• **Exercise**
Count the lines in the records below that contain the string "area", treating case as significant. Report only the resulting number.

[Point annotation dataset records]
- - -

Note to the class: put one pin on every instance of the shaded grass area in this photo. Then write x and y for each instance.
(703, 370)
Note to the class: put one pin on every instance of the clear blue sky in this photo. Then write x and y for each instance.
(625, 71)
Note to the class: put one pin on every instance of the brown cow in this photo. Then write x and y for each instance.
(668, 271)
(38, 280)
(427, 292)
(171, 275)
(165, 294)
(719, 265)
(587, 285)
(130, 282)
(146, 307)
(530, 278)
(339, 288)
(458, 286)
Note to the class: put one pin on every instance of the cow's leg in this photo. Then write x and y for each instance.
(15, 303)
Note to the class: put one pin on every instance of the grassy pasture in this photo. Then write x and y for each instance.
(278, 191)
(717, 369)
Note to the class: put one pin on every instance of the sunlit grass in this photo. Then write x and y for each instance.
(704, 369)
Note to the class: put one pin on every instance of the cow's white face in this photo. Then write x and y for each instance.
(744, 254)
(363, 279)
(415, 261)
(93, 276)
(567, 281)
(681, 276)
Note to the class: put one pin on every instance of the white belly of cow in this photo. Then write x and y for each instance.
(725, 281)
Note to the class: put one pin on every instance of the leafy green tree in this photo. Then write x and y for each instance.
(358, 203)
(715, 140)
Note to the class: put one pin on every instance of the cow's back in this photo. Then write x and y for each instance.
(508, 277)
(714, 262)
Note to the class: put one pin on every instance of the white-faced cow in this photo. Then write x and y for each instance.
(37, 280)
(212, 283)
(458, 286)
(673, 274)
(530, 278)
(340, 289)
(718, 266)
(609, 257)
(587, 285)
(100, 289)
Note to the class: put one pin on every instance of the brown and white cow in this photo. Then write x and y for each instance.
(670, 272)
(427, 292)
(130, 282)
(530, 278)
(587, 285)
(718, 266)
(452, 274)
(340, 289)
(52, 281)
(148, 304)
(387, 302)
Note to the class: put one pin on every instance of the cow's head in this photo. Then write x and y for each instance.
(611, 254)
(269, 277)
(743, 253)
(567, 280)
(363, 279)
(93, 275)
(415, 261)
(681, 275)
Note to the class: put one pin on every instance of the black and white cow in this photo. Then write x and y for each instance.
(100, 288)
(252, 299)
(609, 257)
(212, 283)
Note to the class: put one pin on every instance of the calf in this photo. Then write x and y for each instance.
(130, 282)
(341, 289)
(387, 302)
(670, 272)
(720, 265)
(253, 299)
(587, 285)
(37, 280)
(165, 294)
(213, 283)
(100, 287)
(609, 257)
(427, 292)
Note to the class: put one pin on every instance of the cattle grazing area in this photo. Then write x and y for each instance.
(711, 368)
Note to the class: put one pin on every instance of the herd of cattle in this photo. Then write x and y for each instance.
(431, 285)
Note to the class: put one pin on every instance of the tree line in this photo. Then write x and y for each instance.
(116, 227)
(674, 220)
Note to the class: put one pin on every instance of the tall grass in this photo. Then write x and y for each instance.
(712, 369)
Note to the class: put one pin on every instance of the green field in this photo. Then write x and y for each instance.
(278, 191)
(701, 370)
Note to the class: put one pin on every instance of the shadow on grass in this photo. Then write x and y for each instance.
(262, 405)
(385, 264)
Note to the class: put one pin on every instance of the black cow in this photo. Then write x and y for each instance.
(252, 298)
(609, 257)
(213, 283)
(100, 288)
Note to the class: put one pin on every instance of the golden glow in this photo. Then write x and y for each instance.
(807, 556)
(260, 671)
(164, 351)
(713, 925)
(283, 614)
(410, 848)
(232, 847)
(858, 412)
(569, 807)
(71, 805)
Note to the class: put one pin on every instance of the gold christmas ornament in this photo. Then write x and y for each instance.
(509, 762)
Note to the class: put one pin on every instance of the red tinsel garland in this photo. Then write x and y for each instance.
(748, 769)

- - -

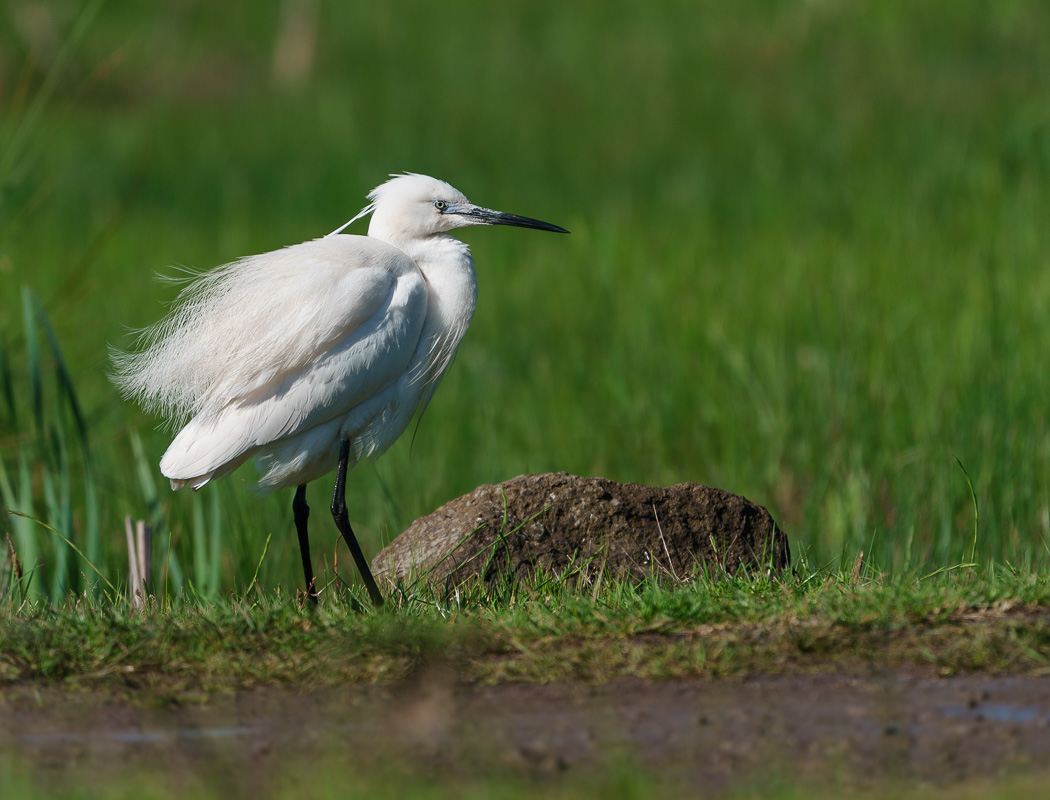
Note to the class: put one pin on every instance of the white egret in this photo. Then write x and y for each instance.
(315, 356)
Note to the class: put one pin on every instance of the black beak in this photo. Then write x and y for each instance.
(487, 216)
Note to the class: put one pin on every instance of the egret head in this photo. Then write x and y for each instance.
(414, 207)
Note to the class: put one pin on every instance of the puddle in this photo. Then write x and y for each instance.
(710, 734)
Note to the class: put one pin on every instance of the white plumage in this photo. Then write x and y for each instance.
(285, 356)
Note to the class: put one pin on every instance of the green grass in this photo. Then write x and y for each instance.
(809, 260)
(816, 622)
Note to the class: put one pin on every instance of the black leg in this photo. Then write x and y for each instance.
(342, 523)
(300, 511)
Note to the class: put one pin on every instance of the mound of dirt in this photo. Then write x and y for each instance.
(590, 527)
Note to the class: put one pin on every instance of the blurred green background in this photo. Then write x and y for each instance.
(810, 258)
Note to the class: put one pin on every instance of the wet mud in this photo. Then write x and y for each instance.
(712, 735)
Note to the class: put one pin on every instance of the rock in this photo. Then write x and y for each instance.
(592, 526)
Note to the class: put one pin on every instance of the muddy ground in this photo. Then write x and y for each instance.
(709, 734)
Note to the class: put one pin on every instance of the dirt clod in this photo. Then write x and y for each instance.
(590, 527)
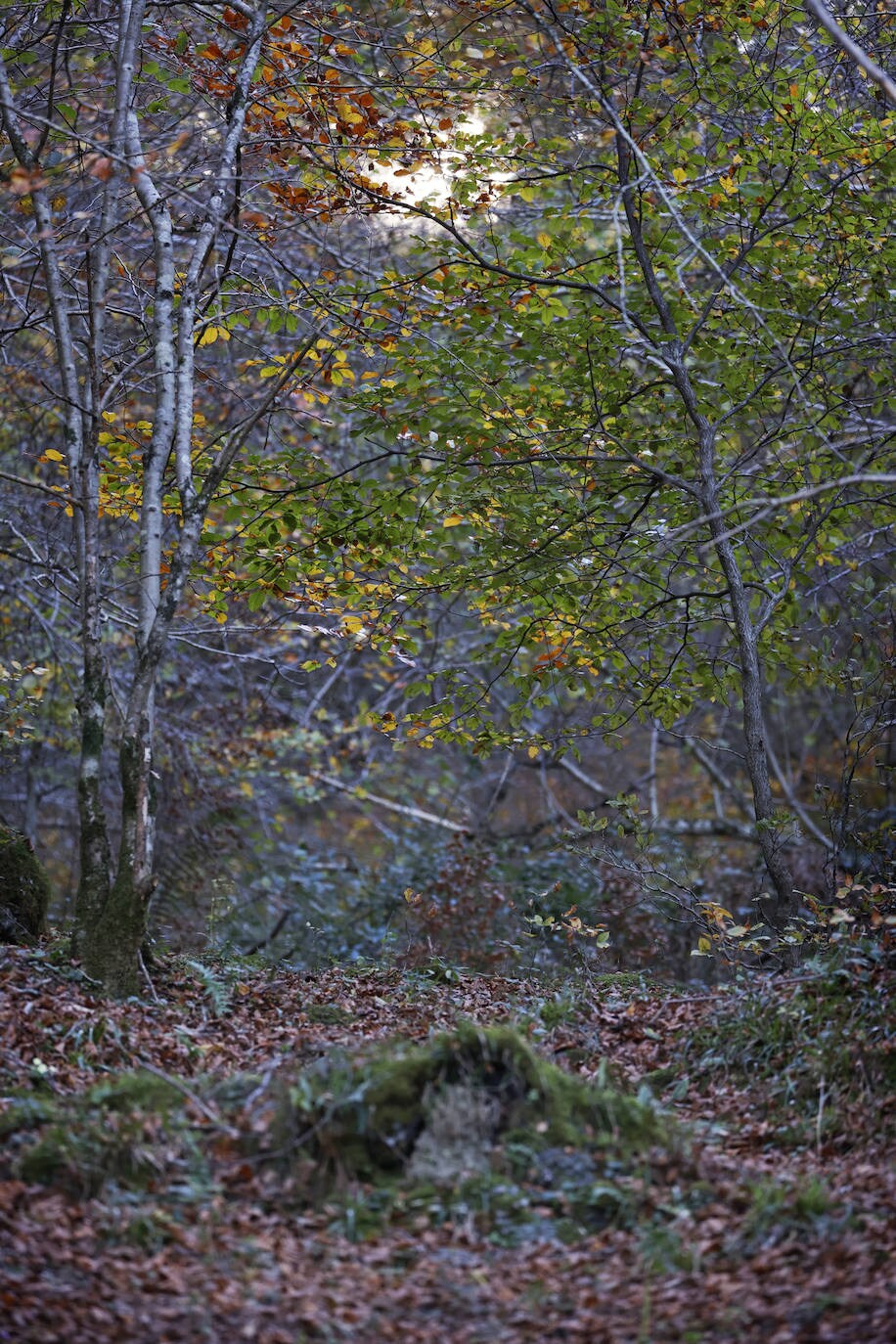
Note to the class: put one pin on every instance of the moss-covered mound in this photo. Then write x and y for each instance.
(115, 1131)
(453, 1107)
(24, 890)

- - -

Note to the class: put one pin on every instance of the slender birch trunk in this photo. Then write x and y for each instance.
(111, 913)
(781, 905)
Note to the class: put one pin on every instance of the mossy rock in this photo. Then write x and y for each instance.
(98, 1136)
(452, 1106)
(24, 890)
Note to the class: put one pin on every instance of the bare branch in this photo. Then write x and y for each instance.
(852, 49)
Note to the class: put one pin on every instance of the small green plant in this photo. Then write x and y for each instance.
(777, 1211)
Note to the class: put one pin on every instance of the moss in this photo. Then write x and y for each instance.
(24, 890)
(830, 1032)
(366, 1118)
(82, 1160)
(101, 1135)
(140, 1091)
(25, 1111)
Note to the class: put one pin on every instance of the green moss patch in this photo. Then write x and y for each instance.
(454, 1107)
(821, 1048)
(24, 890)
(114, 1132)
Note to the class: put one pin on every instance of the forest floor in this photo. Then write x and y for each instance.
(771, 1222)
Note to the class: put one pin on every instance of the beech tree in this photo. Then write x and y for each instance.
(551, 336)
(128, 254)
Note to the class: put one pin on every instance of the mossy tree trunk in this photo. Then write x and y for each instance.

- - -

• **Result for this exercise**
2